▼
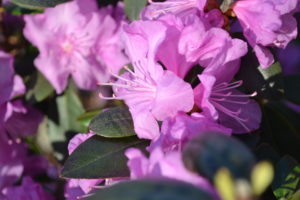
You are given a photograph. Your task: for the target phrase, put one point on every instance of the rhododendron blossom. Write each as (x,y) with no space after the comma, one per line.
(276,27)
(160,165)
(148,89)
(148,99)
(177,7)
(71,48)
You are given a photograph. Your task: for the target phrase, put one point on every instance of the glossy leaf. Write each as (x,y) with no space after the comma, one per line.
(225,184)
(133,8)
(287,179)
(280,127)
(261,177)
(42,88)
(151,190)
(292,88)
(210,152)
(100,157)
(268,83)
(113,123)
(37,4)
(86,118)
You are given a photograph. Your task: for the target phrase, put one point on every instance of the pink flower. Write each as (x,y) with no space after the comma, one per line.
(11,166)
(29,190)
(201,43)
(69,47)
(178,130)
(16,119)
(176,7)
(160,165)
(148,90)
(220,99)
(267,23)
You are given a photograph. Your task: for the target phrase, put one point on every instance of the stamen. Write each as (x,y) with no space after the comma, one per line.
(84,196)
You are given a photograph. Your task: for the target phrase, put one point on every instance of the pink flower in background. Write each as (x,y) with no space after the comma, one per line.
(267,23)
(176,131)
(17,119)
(29,190)
(176,7)
(202,44)
(6,82)
(160,165)
(70,47)
(11,166)
(148,90)
(170,53)
(219,98)
(109,48)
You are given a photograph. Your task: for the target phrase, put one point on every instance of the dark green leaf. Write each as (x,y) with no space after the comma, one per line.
▲
Problem details: Write out the data in full and exactly as given, though without the images.

Exercise response:
You are given a photograph. Your task: for the target phrase, put one point on every instance of the rhododendron blossom. Write each as (x,y) with no space after the comma, one per line.
(276,27)
(160,165)
(148,89)
(148,99)
(177,7)
(71,48)
You are given a photograph. Your task: for the target phrase, put one point on every instance of the glossy leaf. Write each as (x,y) with no space after the comma, one per line.
(225,184)
(133,8)
(287,179)
(280,127)
(261,177)
(42,88)
(151,190)
(292,88)
(210,152)
(100,157)
(268,83)
(113,123)
(37,4)
(86,118)
You are given a photograph. Your task: for the target phrase, put one point on every instance of the pink flower. Write each as (x,y) with no space after the comma, one per line.
(11,166)
(29,190)
(201,43)
(69,47)
(178,130)
(16,119)
(176,7)
(160,165)
(148,90)
(220,99)
(267,23)
You are given a photograph. Your task: for the target phrase, put one point on every instance of the stamen. Write each as (x,y) with no space after the comma, one per line.
(84,196)
You are given a photograph. Your task: for the target phrase, put one point on every instance of the pink flower in background. Write each as (x,y) with no space after the comma, one per line.
(267,23)
(176,131)
(17,119)
(29,190)
(176,7)
(202,44)
(6,82)
(160,165)
(70,47)
(11,166)
(148,90)
(170,53)
(219,98)
(109,48)
You are given a photograph. Your task: for the target phrase, put one point on every instance of the dark green leaf. Write each as (x,y) with no space after the comma, one per line.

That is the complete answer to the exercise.